## Text segment
-*-

REVIEW: Logan's Run
Welcome to the sexy future as envisioned by filmmakers from 1976. If you're going to make a movie about the sexy future you're also going to need a sexy star. Enter Michael York as Logan. Sexy! When did the world realize Michael York was gay? For that matter, when did Michael York figure it out for himself? Well it was the swinging 70's, so we'll let that go for the moment.
It's the year 2274, and the world is not what it was; "Sometime in the 23rd century...the survivors of war, overpopulation and pollution are living in a great domed city, sealed away from the forgotten world outside. Here, in an ecologically balanced world, mankind lives only for pleasure, freed by the servo-mechanisms which provide everything. There's just one catch: life must end at thirty unless reborn in the fiery ritual of Carrousel." Fantastic!
In the future, everyone is having lots of fun, but they've also become morons. Let's start with their attire. They all dress in shades of red or green. Every single adult. Hooray, it's like Christmas 365 days a year! These costumes make the outfits from the original Star Trek series look hip. Then on their 30th birthday, they gather into an arena where they float to their deaths. It's a lot like the showers at Auschwitz only with an audience. Oh, but don't worry, you'll be reborn. Morons. The smart ones try to flee, but they are inevitably hunted down by the Sandmen. Nighty night suckers.

-*-

## Recorded information
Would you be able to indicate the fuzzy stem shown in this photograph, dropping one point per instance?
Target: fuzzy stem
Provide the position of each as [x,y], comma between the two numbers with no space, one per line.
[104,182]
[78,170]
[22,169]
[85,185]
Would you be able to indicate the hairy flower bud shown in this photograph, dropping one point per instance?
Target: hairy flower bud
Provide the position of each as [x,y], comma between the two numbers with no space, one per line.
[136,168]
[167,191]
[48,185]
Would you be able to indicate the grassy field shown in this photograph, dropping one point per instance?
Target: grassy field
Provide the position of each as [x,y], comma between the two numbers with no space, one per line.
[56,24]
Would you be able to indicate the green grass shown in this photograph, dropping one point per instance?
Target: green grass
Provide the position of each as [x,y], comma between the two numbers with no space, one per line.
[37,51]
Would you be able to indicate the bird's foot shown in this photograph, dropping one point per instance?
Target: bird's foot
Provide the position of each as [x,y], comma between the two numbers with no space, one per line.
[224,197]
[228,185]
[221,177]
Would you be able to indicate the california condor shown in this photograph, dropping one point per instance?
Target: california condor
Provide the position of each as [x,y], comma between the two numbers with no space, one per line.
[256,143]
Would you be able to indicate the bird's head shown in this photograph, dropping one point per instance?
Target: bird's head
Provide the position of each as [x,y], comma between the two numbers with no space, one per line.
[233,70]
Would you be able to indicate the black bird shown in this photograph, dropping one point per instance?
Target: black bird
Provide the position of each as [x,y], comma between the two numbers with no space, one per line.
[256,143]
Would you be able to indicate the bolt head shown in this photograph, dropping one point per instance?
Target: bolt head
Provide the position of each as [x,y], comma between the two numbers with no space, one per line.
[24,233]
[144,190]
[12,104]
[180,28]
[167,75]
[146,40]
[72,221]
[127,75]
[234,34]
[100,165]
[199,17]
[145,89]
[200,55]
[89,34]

-*-

## Exercise aim
Reproduce the Logan's Run review above word for word, from its title through the final sentence.

## Result of the exercise
REVIEW: Logan's Run
Welcome to the sexy future as envisioned by filmmakers from 1976. If you're going to make a movie about the sexy future you're also going to need a sexy star. Enter Michael York as Logan. Sexy! When did the world realize Michael York was gay? For that matter, when did Michael York figure it out for himself? Well it was the swinging 70's, so we'll let that go for the moment.
It's the year 2274, and the world is not what it was; "Sometime in the 23rd century...the survivors of war, overpopulation and pollution are living in a great domed city, sealed away from the forgotten world outside. Here, in an ecologically balanced world, mankind lives only for pleasure, freed by the servo-mechanisms which provide everything. There's just one catch: life must end at thirty unless reborn in the fiery ritual of Carrousel." Fantastic!
In the future, everyone is having lots of fun, but they've also become morons. Let's start with their attire. They all dress in shades of red or green. Every single adult. Hooray, it's like Christmas 365 days a year! These costumes make the outfits from the original Star Trek series look hip. Then on their 30th birthday, they gather into an arena where they float to their deaths. It's a lot like the showers at Auschwitz only with an audience. Oh, but don't worry, you'll be reborn. Morons. The smart ones try to flee, but they are inevitably hunted down by the Sandmen. Nighty night suckers.